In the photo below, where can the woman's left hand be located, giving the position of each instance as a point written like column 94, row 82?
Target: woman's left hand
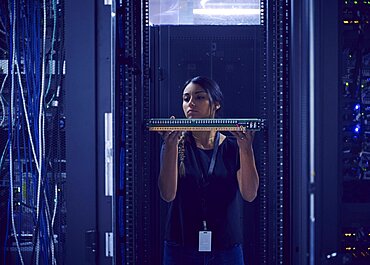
column 244, row 138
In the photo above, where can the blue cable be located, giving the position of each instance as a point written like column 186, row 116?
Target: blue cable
column 7, row 232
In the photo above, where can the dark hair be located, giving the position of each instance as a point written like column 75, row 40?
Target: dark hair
column 211, row 87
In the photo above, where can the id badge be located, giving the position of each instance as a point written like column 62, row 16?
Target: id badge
column 205, row 238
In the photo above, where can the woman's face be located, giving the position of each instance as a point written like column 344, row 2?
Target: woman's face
column 196, row 102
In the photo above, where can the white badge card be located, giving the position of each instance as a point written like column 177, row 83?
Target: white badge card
column 205, row 238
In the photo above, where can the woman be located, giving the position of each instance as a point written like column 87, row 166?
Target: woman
column 202, row 175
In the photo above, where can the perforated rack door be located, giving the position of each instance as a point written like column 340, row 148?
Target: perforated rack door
column 132, row 148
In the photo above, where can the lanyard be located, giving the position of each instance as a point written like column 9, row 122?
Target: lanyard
column 209, row 173
column 213, row 158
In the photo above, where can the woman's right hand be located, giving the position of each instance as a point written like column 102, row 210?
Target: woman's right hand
column 171, row 137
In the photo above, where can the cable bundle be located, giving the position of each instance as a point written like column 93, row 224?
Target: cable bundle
column 32, row 160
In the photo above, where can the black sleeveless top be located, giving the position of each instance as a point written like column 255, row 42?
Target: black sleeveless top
column 221, row 197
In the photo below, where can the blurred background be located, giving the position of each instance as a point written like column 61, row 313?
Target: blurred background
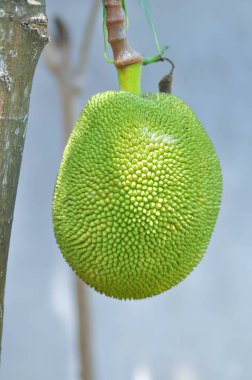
column 199, row 330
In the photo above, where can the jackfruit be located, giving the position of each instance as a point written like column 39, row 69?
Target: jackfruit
column 137, row 194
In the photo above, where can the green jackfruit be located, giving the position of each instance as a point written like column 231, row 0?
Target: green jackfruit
column 137, row 195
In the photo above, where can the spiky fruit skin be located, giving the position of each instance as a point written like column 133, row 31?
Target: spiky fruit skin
column 137, row 195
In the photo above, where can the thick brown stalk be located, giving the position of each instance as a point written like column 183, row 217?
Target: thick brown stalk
column 67, row 77
column 123, row 53
column 23, row 35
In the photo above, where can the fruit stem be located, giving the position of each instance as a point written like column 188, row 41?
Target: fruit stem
column 127, row 61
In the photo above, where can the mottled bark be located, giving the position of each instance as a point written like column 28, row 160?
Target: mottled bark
column 23, row 35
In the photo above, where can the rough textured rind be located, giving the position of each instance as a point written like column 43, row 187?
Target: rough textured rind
column 137, row 195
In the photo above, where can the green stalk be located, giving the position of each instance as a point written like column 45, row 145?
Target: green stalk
column 127, row 61
column 130, row 78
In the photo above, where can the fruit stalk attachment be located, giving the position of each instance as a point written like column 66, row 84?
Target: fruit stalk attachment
column 127, row 61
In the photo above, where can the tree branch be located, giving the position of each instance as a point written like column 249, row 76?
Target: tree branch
column 23, row 26
column 58, row 61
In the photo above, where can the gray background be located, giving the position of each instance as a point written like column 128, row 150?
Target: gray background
column 200, row 330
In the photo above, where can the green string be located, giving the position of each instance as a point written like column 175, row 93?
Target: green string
column 145, row 5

• [PROBLEM STATEMENT]: Without the pictures, restate all of the entries above verbatim.

• [EXPECTED OUTPUT]:
In the photo below, where can the woman's left hand be located, giving the position of each instance as a point written like column 94, row 82?
Target: woman's left hand
column 244, row 138
In the photo above, where can the blue cable be located, giving the position of each instance as a point written like column 186, row 116?
Target: blue cable
column 7, row 232
In the photo above, where can the dark hair be located, giving the position of each instance as a point written like column 75, row 40?
Target: dark hair
column 211, row 87
In the photo above, where can the id badge be located, giving the position of each instance as a point written like column 62, row 16?
Target: id badge
column 205, row 238
In the photo above, where can the woman's face be located, giving the position of each instance as a point written like column 344, row 2?
Target: woman's face
column 196, row 102
In the photo above, where can the white badge card be located, giving the position of each instance as a point written like column 177, row 83?
Target: white badge card
column 205, row 238
In the photo above, where can the woman be located, giving the position of each instance as a point written like column 87, row 166?
Target: woman
column 202, row 175
In the photo above, where can the perforated rack door be located, giving the position of each instance as a point written like column 340, row 148?
Target: perforated rack door
column 132, row 148
In the photo above, where can the lanyard be located, giving the position of each instance as a point written like column 9, row 122?
Target: lanyard
column 209, row 173
column 213, row 158
In the photo above, where can the woman's right hand be located, giving the position of each instance as a point written like column 102, row 210?
Target: woman's right hand
column 171, row 137
In the photo above, where can the cable bundle be located, giving the position of each instance as a point written like column 93, row 224?
Target: cable bundle
column 32, row 160
In the photo above, where can the black sleeveless top be located, giving the position of each instance as a point written like column 255, row 42?
Target: black sleeveless top
column 221, row 197
In the photo below, where can the blurred background be located, giving the position of each instance as a point written like column 61, row 313?
Target: blurred background
column 199, row 330
In the photo above, where can the jackfruit be located, giving the position of each instance as a point written like column 39, row 69?
Target: jackfruit
column 137, row 194
In the photo above, where can the green jackfruit be located, giving the position of each instance as a point written like column 231, row 0?
Target: green jackfruit
column 137, row 195
In the photo above, where can the spiky fruit skin be located, giving the position of each instance as a point written like column 133, row 31?
Target: spiky fruit skin
column 137, row 195
In the photo above, where can the thick brown stalk be located, giving the position of each instance as a point written like column 183, row 217?
Target: thick brown stalk
column 67, row 77
column 123, row 53
column 23, row 35
In the photo above, where can the fruit stem be located, giving the position of each instance as a point written like column 188, row 41?
Target: fruit stem
column 127, row 61
In the photo above, where can the mottled bark be located, giving the position of each instance as a point written like column 28, row 160?
Target: mottled bark
column 23, row 35
In the photo above, where can the rough textured rind be located, giving the position of each instance as a point written like column 43, row 187?
Target: rough textured rind
column 137, row 195
In the photo above, where can the green stalk be located, giving the position of each instance as a point written like column 45, row 145?
Target: green stalk
column 127, row 61
column 130, row 78
In the photo above, where can the fruit stalk attachment be located, giving the position of each instance as a point written like column 66, row 84?
Target: fruit stalk attachment
column 127, row 61
In the photo above, where can the tree branch be located, giving the position of each instance as a point written like column 249, row 76?
Target: tree branch
column 23, row 26
column 58, row 61
In the photo above, where can the gray background be located, giving the position of each instance as a point written like column 128, row 150?
Target: gray background
column 200, row 330
In the photo above, where can the green string be located, giving the position of each instance as a point written like column 175, row 93?
Target: green string
column 145, row 5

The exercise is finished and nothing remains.